*OBJECTIVE*. Reproduce the records below verbatim, starting at the line with "instance like [492,61]." and ending with the line containing "Query: cabinet knob", both lines included.

* Begin MATERIAL PROVIDED *

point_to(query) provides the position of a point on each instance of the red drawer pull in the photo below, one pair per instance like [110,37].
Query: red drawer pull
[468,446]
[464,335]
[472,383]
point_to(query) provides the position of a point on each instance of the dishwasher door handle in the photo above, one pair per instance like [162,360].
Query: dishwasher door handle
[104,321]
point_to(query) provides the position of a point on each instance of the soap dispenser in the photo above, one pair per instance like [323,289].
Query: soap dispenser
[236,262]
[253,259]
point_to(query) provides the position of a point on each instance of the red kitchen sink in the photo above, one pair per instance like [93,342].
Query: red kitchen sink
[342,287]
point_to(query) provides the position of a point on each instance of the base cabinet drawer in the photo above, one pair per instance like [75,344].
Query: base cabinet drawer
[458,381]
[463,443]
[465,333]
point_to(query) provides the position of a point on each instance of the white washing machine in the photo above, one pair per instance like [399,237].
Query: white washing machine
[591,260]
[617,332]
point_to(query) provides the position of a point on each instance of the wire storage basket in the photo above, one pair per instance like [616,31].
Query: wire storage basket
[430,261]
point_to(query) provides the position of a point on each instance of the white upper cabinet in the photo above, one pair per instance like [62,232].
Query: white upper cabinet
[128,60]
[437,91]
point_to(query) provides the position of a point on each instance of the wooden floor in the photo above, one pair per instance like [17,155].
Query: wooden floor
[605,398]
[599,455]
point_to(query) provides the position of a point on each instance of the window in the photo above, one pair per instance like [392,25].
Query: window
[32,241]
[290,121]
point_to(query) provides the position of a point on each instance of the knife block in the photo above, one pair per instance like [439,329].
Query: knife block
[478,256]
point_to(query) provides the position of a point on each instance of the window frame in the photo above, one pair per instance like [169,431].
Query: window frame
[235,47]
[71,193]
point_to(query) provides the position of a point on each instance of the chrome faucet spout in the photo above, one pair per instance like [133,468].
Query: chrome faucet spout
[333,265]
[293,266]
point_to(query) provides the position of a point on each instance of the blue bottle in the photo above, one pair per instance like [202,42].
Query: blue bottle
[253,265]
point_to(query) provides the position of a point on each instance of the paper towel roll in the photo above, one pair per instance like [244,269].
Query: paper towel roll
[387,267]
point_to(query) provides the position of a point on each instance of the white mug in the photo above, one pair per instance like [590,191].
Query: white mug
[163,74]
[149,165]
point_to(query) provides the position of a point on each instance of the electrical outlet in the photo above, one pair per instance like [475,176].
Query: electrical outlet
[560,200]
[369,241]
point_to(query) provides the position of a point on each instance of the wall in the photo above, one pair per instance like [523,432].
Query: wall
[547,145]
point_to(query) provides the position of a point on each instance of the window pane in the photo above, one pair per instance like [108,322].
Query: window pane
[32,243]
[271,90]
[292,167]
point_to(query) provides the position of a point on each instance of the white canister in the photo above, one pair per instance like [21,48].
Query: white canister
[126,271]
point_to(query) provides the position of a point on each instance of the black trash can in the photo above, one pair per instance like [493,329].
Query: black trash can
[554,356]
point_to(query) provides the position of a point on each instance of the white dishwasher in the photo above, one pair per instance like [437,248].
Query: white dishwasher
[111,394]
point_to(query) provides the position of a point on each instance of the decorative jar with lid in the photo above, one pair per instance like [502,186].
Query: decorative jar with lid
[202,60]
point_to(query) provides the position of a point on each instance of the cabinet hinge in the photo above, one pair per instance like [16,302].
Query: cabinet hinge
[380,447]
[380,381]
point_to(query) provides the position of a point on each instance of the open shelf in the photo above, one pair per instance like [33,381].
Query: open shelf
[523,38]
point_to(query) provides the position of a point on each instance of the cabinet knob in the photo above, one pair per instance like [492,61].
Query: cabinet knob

* End MATERIAL PROVIDED *
* Begin MATERIAL PROVIDED *

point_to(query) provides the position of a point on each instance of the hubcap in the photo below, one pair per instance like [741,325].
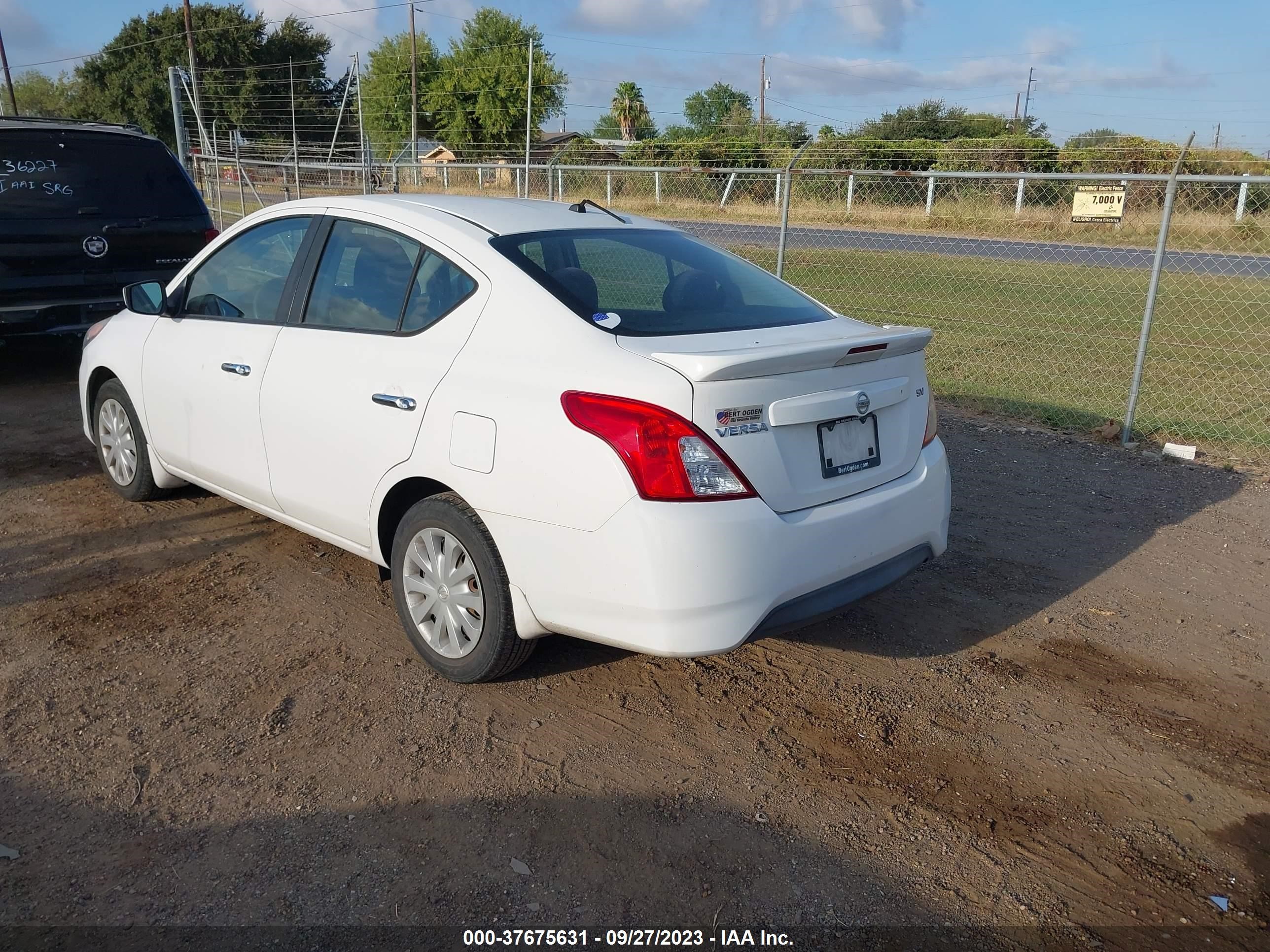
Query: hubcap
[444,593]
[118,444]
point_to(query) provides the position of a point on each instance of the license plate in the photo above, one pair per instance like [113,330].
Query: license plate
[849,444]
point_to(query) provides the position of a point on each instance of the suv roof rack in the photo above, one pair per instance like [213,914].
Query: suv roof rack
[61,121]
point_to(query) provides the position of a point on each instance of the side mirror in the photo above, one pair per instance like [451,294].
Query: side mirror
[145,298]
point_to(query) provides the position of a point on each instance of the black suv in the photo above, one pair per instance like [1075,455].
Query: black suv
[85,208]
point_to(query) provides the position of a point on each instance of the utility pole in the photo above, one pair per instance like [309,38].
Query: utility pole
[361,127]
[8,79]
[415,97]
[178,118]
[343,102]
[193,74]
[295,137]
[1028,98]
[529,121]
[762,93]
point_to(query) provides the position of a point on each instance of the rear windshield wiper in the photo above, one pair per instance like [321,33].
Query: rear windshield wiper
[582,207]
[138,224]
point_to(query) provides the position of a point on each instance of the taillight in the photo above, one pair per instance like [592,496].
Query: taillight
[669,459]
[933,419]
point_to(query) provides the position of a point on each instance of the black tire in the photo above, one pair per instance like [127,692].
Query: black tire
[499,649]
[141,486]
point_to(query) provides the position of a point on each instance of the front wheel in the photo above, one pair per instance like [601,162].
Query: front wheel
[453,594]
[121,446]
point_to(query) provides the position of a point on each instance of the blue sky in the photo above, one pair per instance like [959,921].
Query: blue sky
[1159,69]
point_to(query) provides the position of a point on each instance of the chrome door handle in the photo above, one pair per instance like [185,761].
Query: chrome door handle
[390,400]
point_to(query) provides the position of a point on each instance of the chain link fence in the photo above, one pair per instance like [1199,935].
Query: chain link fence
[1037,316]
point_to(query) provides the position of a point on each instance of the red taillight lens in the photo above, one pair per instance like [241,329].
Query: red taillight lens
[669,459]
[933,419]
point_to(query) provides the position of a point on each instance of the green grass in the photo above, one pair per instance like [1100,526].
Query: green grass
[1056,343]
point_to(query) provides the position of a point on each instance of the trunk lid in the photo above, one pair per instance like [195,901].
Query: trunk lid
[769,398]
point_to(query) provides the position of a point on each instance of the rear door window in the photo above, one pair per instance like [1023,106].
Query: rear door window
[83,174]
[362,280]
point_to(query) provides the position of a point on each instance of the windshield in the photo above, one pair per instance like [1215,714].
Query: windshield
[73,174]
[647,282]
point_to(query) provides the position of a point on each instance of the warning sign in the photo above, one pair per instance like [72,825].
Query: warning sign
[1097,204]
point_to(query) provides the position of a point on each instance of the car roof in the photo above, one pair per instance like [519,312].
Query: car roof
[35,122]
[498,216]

* End MATERIAL PROVIDED *

*REPLY*.
point_to(query) provides the position of a point on each instance of the cabinet knob in the photo above, one pair per instance like [492,61].
Query: cabinet knob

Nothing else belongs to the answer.